Documento di partenza:
Candido la maestra di Benedetta 
al Nobel per l'istruzione

di don Marco Pozza


L'anno scolastico di Benedetta è appena iniziato:
da qualche giorno ha iniziato a frequentare la seconda elementare.
Quella bambina, quando ne incrocio talvolta i suoi sguardi,
mi narra di un amalgama di fragilità e di grandezza,
d'ingenuità e d'intuizione, di fascino e di mistero.
L'altra sera la mamma aveva appena servito la cena
quando lei, cristallina come lo è di tutti i bambini sereni,
se ne esce con una domanda:
“Mamma, mi racconti come ho fatto a nascere?”.
L'imbarazzo è stato totale e devastante nel cielo degli adulti
seduti attorno alla tavola:
certi giorni basta la trasparenza di una bambina
per far detonare la grandezza del mondo adulto.
La sua domanda affondava le radici in una riflessione
che la maestra aveva iniziato a scuola sulle “radici”:
di una rosa, di una quercia, di un pesco.
Poi aveva fatto in modo che i bambini
continuassero la loro ricerca a casa,
chiedendo ai genitori che raccontassero loro
quali sono le “radici” della loro giovane vita.
Benedetta ha intavolato la discussione all'ora di cena,
come corollario della prelibatezze
che la mamma aveva preparato.
Ha preso gli adulti per mano,
li ha costretti a scendere nel paese della loro infanzia
e laggiù, mezzi confusi, li ha messi tutti al muro.
Un giorno non molto lontano, c'è da giurarci,
anche Benedetta sognerà di diventare
una persona originale, una donna originale.
A chi non piacerebbe sentirsi addossare
l'incantesimo di un appellativo simile?

Elenco dati:
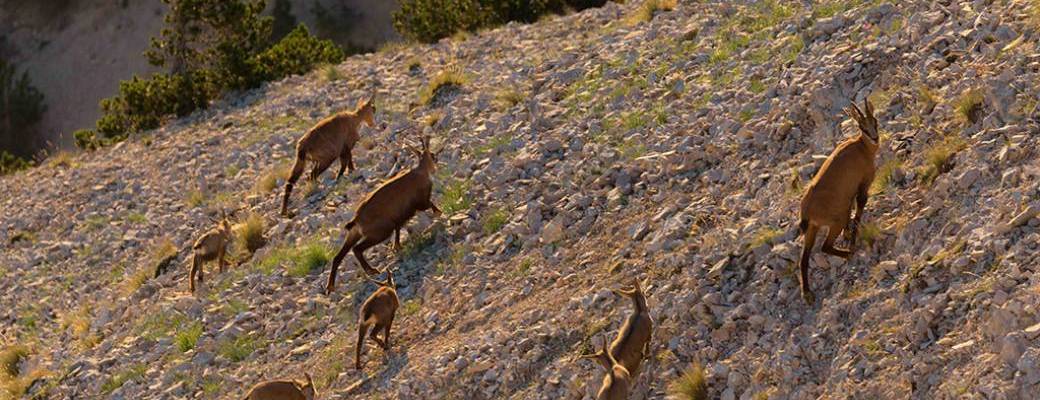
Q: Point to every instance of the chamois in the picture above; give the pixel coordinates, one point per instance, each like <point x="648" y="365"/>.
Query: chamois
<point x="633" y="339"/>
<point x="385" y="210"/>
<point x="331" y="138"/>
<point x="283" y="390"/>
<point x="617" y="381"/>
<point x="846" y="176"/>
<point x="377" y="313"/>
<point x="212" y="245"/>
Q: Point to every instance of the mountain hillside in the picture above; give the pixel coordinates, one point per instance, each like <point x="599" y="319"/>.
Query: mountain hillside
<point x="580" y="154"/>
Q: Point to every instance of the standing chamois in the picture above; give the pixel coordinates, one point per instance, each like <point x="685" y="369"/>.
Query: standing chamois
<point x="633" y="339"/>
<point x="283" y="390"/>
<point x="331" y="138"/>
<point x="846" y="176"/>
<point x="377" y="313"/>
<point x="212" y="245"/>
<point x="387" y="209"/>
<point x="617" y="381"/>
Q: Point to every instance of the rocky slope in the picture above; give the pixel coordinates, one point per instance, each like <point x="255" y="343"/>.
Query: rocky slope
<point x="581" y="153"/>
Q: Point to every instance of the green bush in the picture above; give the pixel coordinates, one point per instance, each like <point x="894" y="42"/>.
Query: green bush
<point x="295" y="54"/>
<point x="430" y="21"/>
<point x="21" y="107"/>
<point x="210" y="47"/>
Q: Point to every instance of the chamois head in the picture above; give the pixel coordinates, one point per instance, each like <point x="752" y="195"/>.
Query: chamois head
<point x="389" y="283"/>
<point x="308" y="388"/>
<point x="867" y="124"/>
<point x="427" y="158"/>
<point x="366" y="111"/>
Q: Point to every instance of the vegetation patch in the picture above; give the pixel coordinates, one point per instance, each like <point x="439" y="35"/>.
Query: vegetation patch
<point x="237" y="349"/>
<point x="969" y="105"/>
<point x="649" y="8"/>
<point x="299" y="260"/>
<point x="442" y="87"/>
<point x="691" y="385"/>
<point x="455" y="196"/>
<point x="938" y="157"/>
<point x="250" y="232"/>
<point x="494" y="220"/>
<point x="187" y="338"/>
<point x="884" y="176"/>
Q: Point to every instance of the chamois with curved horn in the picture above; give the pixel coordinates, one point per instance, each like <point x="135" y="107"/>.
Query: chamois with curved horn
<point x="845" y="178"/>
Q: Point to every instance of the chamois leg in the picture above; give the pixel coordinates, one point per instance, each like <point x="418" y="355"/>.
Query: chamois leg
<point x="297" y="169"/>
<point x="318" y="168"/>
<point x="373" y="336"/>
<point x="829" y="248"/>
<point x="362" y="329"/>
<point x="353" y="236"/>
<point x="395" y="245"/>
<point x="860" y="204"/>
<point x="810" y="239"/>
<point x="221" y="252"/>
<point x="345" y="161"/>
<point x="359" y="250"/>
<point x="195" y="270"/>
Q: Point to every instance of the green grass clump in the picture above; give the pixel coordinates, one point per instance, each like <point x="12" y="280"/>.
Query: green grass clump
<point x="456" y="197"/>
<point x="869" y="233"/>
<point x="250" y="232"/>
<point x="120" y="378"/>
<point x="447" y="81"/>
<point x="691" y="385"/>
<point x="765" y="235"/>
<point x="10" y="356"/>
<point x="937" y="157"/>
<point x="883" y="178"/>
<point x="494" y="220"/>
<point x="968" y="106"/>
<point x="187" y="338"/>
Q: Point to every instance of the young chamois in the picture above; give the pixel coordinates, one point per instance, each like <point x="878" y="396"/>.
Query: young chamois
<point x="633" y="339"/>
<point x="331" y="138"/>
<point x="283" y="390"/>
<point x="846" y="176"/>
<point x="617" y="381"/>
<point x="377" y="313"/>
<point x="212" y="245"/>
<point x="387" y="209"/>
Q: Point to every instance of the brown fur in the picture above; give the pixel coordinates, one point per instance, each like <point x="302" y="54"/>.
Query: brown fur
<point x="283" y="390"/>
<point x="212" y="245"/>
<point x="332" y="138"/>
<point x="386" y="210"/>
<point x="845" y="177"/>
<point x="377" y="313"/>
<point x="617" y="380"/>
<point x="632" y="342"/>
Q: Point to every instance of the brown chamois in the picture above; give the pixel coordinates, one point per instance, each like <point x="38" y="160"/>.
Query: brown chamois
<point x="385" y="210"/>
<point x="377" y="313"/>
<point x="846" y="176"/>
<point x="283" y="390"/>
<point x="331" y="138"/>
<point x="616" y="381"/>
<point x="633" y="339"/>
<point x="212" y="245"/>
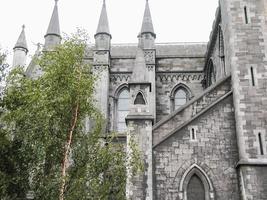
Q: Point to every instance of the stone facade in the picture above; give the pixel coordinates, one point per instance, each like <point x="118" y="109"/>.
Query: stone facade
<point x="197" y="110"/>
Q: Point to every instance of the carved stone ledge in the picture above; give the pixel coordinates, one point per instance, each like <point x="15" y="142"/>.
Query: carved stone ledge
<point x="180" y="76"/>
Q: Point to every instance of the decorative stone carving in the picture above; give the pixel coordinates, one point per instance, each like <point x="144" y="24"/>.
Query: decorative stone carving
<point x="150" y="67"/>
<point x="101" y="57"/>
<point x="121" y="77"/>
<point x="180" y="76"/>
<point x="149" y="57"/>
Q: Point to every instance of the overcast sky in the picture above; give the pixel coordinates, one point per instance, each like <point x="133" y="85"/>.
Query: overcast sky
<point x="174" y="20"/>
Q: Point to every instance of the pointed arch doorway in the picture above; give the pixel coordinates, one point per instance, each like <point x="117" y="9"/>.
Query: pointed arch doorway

Lavoro richiesto:
(A) Quale classe frequenta Benedetta, secondo il testo sulla maestra di Benedetta?
(B) Trascrivi dal testo sulla maestra di Benedetta il passo che comincia con "L'imbarazzo è stato" e prosegue fino a "del mondo adulto.".

Risultati per compito:
(A) La seconda elementare.

(B)
L'imbarazzo è stato totale e devastante nel cielo degli adulti
seduti attorno alla tavola:
certi giorni basta la trasparenza di una bambina
per far detonare la grandezza del mondo adulto.